### TRECHO DO TEXTO
──────────

Uma bactéria comum em casos de doença gengival pode estar contribuindo silenciosamente para o aumento de problemas cardíacos. Pesquisadores da Universidade de Hiroshima, no Japão, descobriram que a Porphyromonas gingivalis (P. gingivalis) — responsável por quadros severos de periodontite — pode invadir a corrente sanguínea, alcançar o coração e provocar acúmulo de tecido cicatricial, alterando sua estrutura e funcionamento. O achado foi publicado na revista científica Circulation.

O estudo aponta uma possível ligação entre a infecção oral e a fibrilação atrial (FA), uma arritmia cardíaca potencialmente grave que pode levar a acidente vascular cerebral, insuficiência cardíaca e até à morte. Segundo os dados mais recentes, os casos de FA aumentaram de 33,5 milhões em 2010 para aproximadamente 60 milhões em 2019 em todo o mundo.

“Embora ainda não tenhamos estabelecido uma relação causal definitiva entre periodontite e fibrilação atrial, a disseminação de bactérias orais pela corrente sanguínea pode explicar essa conexão”, afirma o professor assistente Shunsuke Miyauchi, primeiro autor do estudo.

──────────

### AMOSTRA DE DADOS

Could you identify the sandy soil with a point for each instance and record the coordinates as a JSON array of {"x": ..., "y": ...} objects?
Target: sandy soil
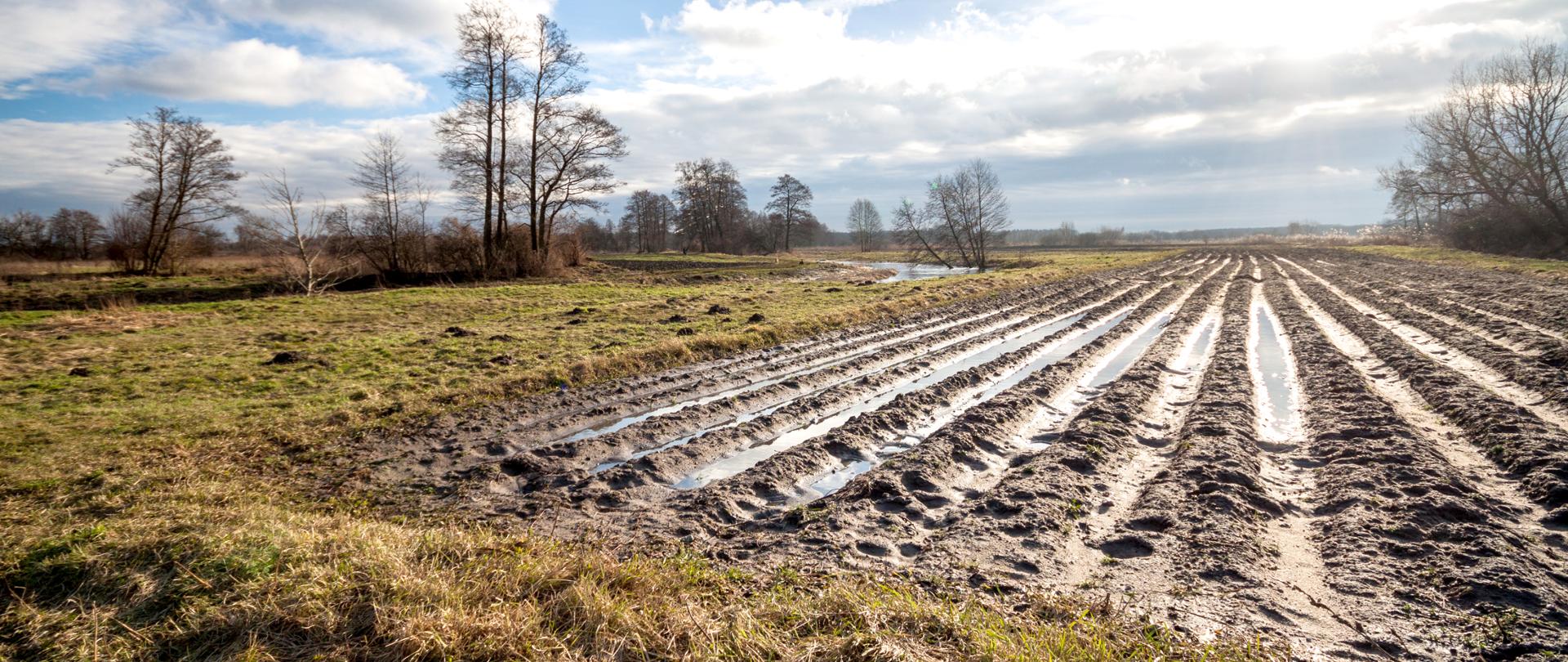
[{"x": 1360, "y": 455}]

──────────

### TAREFAS DO EXERCÍCIO
1: Copie do texto sobre a bactéria da doença gengival o trecho que vai de "Uma bactéria comum" a "revista científica Circulation.".
2: Responda às perguntas abaixo com base no texto sobre a bactéria da doença gengival.
(a) Em que revista científica o achado foi publicado?
(b) Segundo os dados mais recentes, a quantos casos de fibrilação atrial no mundo se chegou em 2019?
(c) Que cargo ocupa Shunsuke Miyauchi?
3: Prossiga com a redação do texto sobre a bactéria da doença gengival a partir do ponto em que ele termina.
A listagem é um material independente do texto sobre a bactéria da doença gengival.

### RESPOSTAS DO EXERCÍCIO
1:
Uma bactéria comum em casos de doença gengival pode estar contribuindo silenciosamente para o aumento de problemas cardíacos. Pesquisadores da Universidade de Hiroshima, no Japão, descobriram que a Porphyromonas gingivalis (P. gingivalis) — responsável por quadros severos de periodontite — pode invadir a corrente sanguínea, alcançar o coração e provocar acúmulo de tecido cicatricial, alterando sua estrutura e funcionamento. O achado foi publicado na revista científica Circulation.

2:
(a) Na revista Circulation.
(b) Aproximadamente 60 milhões.
(c) Professor assistente.

3:
A pesquisa foi conduzida com modelos animais e humanos. Em experimentos com ratos, os cientistas introduziram a cepa W83 — altamente agressiva — da P. gingivalis na polpa dentária de um grupo, enquanto o outro permaneceu saudável. Ao longo de 12 a 18 semanas, os animais foram monitorados.

Os resultados mostraram que, após 18 semanas, os ratos infectados apresentavam seis vezes mais chances de desenvolver fibrilação atrial em comparação com o grupo controle. A presença da bactéria no átrio esquerdo do coração foi confirmada por testes genéticos, e os tecidos afetados exibiam sinais claros de fibrose — um enrijecimento causado pela formação de cicatrizes.

“Nos ratos expostos, já observamos aumento significativo da cicatrização do tecido cardíaco a partir da 12ª semana, o que se intensificou ao longo do tempo”, destaca Miyauchi.

A equipe também analisou amostras de tecido cardíaco de 68 pacientes humanos com fibrilação atrial que passaram por cirurgia cardíaca. A P. gingivalis foi detectada em maior quantidade nas pessoas que também apresentavam periodontite avançada.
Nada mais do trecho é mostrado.